> _ZU VERWENDENDE DATEN_
=-=-=-=-=

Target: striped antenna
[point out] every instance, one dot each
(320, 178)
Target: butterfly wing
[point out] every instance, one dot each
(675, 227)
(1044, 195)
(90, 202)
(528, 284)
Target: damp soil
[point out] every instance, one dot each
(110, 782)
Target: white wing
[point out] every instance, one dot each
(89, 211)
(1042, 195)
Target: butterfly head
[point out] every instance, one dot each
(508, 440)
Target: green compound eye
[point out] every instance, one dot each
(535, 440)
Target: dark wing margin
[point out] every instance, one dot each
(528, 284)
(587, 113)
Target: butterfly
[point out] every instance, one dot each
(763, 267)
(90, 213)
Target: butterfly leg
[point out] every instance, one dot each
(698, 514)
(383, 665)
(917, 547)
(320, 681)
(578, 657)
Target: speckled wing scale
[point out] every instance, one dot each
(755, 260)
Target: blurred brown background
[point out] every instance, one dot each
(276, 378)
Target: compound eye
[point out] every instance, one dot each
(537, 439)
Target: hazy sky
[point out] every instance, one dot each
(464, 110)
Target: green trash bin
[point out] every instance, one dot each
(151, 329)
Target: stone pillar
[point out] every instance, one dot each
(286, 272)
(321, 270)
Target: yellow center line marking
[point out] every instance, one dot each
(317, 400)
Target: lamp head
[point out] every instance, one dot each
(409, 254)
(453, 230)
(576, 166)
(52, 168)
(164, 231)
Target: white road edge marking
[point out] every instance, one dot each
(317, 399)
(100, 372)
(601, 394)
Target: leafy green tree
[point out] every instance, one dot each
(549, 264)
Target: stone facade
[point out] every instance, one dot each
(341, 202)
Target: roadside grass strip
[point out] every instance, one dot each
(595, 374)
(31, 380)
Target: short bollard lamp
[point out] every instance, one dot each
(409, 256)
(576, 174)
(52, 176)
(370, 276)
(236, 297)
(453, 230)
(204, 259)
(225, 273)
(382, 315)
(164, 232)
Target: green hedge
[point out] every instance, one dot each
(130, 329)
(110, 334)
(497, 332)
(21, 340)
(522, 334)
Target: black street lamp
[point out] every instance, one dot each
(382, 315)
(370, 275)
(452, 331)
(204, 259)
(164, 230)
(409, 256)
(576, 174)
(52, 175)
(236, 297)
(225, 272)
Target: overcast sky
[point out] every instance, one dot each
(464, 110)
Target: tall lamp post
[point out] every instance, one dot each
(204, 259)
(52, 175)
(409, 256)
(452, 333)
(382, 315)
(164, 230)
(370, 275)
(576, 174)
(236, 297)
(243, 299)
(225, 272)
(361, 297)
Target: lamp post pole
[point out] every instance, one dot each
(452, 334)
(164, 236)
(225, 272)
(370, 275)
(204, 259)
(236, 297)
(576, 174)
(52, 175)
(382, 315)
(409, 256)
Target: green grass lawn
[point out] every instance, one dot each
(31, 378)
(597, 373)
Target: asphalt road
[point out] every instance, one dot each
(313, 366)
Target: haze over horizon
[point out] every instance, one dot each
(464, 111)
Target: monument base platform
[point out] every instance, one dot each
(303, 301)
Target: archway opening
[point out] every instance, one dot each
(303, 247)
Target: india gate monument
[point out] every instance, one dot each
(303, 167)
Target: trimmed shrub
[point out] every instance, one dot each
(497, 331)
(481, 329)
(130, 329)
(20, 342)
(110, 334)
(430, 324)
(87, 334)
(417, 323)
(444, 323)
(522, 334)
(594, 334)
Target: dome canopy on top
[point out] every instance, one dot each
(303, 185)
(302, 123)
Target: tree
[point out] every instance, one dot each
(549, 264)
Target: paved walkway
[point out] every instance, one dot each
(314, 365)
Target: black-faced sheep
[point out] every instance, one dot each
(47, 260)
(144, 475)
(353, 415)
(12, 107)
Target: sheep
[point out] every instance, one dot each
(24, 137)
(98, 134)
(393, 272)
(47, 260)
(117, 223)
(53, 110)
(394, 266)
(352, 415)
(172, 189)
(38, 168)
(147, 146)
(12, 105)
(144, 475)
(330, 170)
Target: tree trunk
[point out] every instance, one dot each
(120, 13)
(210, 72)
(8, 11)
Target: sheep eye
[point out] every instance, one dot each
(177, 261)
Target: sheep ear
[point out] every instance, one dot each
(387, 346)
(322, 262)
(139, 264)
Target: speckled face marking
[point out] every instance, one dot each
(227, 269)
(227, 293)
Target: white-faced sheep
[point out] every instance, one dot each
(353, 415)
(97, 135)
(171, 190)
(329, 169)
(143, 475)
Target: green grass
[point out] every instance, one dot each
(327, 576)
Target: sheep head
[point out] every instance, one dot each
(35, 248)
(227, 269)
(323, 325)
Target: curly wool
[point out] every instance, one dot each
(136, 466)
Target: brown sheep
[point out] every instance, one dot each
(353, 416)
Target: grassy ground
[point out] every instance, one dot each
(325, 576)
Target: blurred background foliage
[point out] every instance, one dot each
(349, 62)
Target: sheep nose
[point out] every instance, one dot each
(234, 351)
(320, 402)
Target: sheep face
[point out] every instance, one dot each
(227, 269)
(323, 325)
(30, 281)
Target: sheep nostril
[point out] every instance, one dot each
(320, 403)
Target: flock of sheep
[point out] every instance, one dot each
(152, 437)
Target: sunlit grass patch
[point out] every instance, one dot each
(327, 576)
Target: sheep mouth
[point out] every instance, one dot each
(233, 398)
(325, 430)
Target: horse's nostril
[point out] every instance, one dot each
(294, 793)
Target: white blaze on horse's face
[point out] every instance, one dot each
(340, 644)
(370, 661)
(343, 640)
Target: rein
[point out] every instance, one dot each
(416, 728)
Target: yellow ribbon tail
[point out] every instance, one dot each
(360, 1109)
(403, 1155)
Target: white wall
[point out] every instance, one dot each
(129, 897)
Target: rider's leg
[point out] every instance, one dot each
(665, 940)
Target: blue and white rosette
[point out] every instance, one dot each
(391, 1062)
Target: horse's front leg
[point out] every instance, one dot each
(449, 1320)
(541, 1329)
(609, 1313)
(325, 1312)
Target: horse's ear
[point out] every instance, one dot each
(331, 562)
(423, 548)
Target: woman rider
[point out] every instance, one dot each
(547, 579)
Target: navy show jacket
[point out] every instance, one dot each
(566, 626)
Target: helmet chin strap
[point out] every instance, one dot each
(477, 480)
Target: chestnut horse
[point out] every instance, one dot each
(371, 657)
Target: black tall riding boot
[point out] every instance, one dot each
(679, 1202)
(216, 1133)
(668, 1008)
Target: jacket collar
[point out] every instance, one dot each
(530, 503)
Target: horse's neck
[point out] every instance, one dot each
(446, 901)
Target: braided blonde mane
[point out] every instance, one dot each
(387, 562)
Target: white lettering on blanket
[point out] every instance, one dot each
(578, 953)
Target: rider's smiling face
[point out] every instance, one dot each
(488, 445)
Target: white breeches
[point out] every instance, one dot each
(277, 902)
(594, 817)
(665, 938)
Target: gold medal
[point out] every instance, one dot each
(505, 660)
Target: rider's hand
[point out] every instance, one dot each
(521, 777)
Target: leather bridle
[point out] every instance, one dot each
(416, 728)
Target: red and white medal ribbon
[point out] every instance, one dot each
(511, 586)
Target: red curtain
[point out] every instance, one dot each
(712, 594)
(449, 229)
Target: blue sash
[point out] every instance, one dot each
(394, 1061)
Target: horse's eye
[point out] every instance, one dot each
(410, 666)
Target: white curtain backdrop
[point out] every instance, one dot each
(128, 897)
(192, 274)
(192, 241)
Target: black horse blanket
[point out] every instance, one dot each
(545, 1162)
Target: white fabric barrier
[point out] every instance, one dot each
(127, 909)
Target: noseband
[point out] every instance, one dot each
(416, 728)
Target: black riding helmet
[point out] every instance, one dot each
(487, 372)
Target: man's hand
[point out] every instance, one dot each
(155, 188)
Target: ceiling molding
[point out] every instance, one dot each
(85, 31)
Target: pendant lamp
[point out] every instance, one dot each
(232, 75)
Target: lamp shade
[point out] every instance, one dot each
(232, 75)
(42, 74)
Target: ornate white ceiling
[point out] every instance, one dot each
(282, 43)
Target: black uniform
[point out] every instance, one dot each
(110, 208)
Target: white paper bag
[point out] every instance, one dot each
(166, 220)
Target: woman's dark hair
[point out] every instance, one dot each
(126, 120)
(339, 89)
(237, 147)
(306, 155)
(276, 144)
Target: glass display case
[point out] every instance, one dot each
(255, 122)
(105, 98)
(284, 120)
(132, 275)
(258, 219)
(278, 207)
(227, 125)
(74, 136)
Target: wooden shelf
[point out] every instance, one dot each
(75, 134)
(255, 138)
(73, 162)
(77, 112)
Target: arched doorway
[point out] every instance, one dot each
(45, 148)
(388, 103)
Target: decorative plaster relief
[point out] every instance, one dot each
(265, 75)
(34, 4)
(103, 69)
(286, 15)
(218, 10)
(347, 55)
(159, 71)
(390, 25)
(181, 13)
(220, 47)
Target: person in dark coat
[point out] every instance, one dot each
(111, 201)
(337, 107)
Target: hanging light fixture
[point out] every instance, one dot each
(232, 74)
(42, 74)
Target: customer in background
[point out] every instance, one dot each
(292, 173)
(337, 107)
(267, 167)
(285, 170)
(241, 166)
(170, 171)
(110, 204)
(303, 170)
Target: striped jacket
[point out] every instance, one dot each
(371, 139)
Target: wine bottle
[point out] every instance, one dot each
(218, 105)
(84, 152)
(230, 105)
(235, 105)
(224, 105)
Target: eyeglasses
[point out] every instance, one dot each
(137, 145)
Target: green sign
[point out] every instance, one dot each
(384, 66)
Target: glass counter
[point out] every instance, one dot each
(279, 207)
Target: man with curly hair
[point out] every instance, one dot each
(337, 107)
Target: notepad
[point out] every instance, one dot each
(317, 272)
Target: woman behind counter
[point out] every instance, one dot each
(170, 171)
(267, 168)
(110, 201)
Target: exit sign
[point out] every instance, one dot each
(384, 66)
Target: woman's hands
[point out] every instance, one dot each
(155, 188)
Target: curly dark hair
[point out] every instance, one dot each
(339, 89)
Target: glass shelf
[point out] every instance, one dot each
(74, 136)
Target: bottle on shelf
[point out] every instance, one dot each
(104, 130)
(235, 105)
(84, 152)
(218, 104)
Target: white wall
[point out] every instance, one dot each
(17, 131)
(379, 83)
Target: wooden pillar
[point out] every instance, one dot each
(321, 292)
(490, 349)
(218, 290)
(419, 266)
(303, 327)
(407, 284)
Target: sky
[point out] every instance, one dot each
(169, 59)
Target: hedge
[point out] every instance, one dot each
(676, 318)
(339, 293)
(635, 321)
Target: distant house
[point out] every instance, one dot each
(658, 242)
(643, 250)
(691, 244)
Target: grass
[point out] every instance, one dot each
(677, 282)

=-=-=-=-=

> _ANFORDERUNGEN_
Die Datensätze von ihrem Anfang bis einschließlich der Zeile mit „(1042, 195)“ zeichengetreu abschreiben.

> _LÖSUNG DER AUFGABE_
Target: striped antenna
[point out] every instance, one dot each
(320, 178)
Target: butterfly wing
[point out] every instance, one dot each
(675, 227)
(1044, 195)
(90, 202)
(528, 284)
Target: damp soil
[point out] every instance, one dot each
(110, 782)
Target: white wing
[point out] every instance, one dot each
(89, 211)
(1042, 195)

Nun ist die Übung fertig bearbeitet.